** start Dataset entries **

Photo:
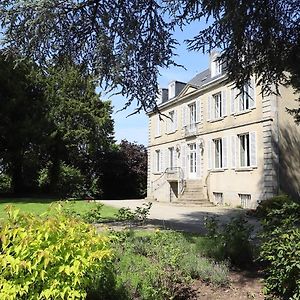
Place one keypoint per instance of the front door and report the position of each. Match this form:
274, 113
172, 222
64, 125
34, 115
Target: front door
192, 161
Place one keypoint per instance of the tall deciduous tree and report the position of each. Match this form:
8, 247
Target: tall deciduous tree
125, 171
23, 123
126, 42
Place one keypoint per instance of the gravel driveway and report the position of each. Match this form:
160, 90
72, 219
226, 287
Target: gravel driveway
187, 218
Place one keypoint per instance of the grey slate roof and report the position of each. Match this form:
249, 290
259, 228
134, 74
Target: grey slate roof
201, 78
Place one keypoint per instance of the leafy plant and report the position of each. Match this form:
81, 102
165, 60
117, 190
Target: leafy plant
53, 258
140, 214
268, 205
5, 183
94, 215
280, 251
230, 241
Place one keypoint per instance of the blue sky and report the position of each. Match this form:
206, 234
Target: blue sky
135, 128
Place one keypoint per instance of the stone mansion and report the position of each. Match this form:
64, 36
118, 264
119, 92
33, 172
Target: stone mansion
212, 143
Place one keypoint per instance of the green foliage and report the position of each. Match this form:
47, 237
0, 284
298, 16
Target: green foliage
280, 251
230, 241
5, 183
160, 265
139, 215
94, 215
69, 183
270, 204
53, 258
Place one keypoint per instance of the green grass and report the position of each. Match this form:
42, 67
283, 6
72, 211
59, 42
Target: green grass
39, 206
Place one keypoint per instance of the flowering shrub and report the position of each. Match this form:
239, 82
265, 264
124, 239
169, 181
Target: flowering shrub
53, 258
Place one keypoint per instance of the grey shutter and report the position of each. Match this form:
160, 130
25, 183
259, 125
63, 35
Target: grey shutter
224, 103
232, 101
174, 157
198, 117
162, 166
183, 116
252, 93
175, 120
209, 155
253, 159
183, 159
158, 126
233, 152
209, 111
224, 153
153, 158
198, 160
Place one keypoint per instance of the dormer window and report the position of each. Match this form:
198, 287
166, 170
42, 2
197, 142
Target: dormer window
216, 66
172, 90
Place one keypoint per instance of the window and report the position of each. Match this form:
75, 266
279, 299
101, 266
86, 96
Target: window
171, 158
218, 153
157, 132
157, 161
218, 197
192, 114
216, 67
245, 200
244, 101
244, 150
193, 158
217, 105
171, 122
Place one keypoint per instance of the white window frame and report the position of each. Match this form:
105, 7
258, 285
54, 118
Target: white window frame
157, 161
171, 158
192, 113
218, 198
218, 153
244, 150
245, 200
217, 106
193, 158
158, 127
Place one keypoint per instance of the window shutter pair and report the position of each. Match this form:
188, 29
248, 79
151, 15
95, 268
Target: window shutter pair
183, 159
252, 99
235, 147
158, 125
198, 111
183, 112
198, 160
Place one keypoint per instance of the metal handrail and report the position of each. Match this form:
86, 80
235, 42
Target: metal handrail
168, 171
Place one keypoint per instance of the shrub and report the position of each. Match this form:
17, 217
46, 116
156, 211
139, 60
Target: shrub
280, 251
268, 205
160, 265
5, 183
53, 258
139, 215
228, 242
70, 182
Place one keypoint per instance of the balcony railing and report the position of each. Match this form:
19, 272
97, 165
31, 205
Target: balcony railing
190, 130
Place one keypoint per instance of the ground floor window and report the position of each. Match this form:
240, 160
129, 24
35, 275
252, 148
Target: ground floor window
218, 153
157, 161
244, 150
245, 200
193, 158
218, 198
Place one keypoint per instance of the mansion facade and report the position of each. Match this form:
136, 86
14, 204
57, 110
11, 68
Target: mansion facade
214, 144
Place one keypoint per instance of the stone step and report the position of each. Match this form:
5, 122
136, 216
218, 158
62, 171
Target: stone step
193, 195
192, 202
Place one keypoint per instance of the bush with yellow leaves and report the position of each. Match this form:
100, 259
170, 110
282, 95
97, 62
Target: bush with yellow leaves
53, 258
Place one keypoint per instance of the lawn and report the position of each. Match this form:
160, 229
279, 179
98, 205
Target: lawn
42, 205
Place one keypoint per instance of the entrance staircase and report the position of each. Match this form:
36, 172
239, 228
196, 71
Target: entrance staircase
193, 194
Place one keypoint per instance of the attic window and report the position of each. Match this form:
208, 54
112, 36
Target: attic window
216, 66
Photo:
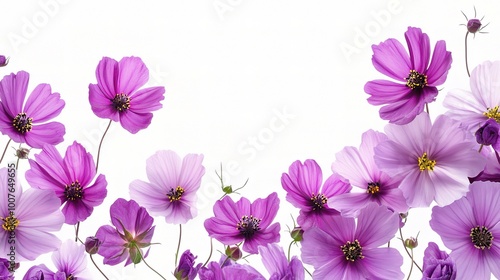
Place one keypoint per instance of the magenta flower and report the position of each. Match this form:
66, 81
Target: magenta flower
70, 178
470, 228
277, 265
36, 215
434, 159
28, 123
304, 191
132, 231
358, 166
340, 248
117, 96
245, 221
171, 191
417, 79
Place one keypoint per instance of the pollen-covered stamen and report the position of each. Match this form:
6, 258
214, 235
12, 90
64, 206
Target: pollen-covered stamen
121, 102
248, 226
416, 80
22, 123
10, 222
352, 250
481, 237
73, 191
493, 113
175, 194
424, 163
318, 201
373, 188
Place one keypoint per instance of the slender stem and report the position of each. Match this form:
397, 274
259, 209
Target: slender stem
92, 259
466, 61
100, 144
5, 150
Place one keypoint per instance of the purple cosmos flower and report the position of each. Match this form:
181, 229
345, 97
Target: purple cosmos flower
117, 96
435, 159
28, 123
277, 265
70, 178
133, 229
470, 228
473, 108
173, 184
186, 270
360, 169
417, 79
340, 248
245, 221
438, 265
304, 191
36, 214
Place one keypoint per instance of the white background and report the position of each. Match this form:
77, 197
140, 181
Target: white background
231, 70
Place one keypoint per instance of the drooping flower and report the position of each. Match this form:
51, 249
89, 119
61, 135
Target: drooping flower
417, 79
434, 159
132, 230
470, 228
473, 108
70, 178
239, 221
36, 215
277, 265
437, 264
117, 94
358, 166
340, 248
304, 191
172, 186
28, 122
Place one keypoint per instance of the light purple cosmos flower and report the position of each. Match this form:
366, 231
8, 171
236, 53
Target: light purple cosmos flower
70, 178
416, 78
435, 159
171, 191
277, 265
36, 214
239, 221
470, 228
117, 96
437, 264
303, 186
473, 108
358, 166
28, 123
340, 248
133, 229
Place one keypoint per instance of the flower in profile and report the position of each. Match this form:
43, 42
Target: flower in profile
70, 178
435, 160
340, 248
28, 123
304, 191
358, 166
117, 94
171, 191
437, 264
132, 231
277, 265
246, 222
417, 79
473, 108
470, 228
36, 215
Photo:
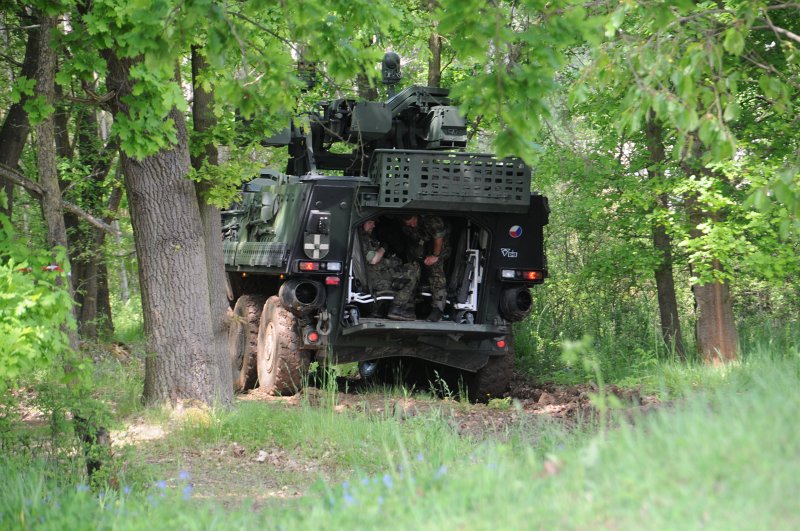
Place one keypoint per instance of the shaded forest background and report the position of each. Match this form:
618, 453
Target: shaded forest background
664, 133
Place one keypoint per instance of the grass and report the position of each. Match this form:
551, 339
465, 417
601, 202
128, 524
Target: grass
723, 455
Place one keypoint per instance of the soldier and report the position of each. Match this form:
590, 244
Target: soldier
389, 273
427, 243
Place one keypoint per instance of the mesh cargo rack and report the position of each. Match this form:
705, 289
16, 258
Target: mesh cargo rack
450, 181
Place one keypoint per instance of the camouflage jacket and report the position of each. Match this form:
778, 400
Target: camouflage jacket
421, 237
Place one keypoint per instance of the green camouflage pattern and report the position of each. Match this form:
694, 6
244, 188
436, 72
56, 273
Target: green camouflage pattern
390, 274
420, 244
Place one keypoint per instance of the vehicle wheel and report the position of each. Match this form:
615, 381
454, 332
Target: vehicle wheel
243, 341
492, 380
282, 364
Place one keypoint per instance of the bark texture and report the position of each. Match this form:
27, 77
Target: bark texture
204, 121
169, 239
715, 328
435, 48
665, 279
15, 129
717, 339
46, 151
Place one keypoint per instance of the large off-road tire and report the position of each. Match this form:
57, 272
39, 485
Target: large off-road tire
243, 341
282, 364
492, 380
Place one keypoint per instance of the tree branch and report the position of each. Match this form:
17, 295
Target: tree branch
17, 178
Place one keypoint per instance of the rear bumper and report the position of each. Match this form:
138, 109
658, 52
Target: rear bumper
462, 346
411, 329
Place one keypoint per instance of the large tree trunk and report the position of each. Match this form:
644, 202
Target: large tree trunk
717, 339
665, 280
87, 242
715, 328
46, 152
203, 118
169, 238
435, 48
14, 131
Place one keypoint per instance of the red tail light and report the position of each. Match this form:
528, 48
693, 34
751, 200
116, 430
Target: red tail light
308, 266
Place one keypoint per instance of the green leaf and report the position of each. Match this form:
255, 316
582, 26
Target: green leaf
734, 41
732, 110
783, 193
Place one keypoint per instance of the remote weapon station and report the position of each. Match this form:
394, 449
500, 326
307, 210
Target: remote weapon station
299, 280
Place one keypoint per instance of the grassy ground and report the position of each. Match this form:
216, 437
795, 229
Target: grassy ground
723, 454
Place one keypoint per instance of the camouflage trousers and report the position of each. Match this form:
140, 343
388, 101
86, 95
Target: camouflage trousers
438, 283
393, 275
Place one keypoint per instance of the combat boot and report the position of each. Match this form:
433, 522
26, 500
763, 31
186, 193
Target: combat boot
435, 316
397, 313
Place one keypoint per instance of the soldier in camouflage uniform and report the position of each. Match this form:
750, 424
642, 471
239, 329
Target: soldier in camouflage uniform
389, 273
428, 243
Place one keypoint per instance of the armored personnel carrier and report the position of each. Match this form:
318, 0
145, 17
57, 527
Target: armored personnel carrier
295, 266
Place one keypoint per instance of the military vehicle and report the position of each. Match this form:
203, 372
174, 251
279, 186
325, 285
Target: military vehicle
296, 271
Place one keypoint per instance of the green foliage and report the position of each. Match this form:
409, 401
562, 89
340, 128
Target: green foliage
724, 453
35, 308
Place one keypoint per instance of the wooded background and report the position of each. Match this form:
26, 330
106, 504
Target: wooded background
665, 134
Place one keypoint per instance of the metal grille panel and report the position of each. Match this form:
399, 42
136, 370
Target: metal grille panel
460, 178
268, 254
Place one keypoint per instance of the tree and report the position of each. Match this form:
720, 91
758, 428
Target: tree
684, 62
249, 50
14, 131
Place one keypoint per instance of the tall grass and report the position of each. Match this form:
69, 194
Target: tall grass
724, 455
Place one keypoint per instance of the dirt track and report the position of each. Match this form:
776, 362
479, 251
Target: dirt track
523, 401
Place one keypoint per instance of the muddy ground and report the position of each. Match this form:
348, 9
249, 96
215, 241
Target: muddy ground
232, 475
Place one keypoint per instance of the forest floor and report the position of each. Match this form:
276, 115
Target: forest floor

** end Dataset entries **

Description of the task: Reproduce the lines word for word, starting at the one holding "Place one keypoint per instance of the military" and ending at the final line of the material above.

The result:
Place one keypoint per instance of the military vehicle and report the position of each. Match this form:
203, 372
174, 251
279, 186
325, 285
Target: military vehicle
296, 271
Place one keypoint per instance of the green foliage and report the position of each. Match this form:
409, 401
562, 89
340, 128
Target: green foliage
724, 453
35, 308
Place one keypoint per instance of the wooded background and report the position of each. Match this form:
26, 330
106, 504
Target: wooded background
665, 134
Place one keypoint per instance of the metal grille panel and report the position of each. Match this form:
399, 42
136, 370
Target: metal grille panel
460, 178
268, 254
Place one keypoint per instance of the tree and report the position of each. Match this form:
720, 91
758, 428
Target: tree
684, 62
249, 50
14, 131
Place one keypoint per instance of the tall grass and report the position of each. Match this form:
69, 194
Target: tall grass
724, 455
Place one keypoint per instance of the dirt track and report the position of each. Match this form:
776, 362
479, 251
Target: dirt track
523, 401
Place one keypoint per instance of the muddy ground and report the position of each. Match this form:
348, 9
249, 96
215, 241
Target: muddy ground
232, 475
Place one keypoint per instance of the forest floor and report the position of each. Match this form:
276, 115
Target: forest floor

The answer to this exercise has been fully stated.